- **Given problem**
In the passage on humanism below, which two groups does the community say it has welcomed in significant numbers over the past decades?

- **Text shown**
* START *

Humanism is a path of humility. It follows the great dictum of not knowing, of not settling, of endless curiosity. Humanism is finding our way within a natural world, in which our natural ability to reason and its great flowering as scientific method are seen as things to be cherished and fostered. And we don’t stop there. Humanism is also about music and art and dance, it is all about embodiment.
That said the club is big. Atheist? Great. Christian? Wonderful. We’re all welcome. This is why we’ve been able to welcome pagans and Buddhists in significant numbers into our community over the past decades. The deal is we have a covenant of presence, to each other, and to this precious, hurting, world. Look at us in this spiritual community, as we actually are, shortcomings and accomplishments all taken together, and you can see what that means.

* END *

- **Information provided**
* START *

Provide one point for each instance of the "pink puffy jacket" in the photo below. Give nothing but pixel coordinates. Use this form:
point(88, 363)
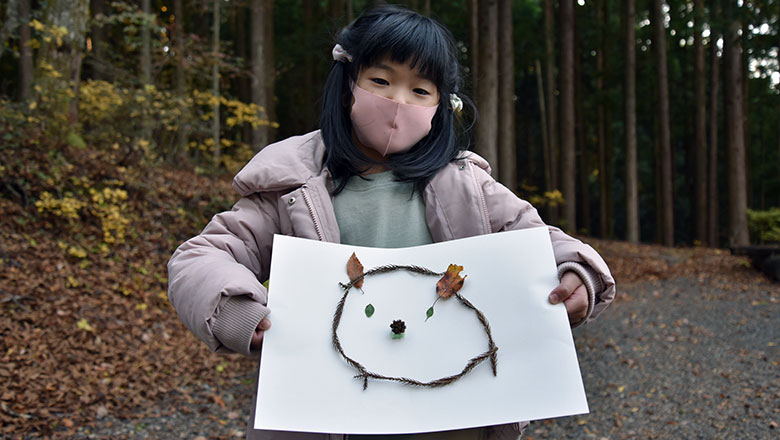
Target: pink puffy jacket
point(215, 277)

* END *

- **Solution to the exercise**
Pagans and Buddhists.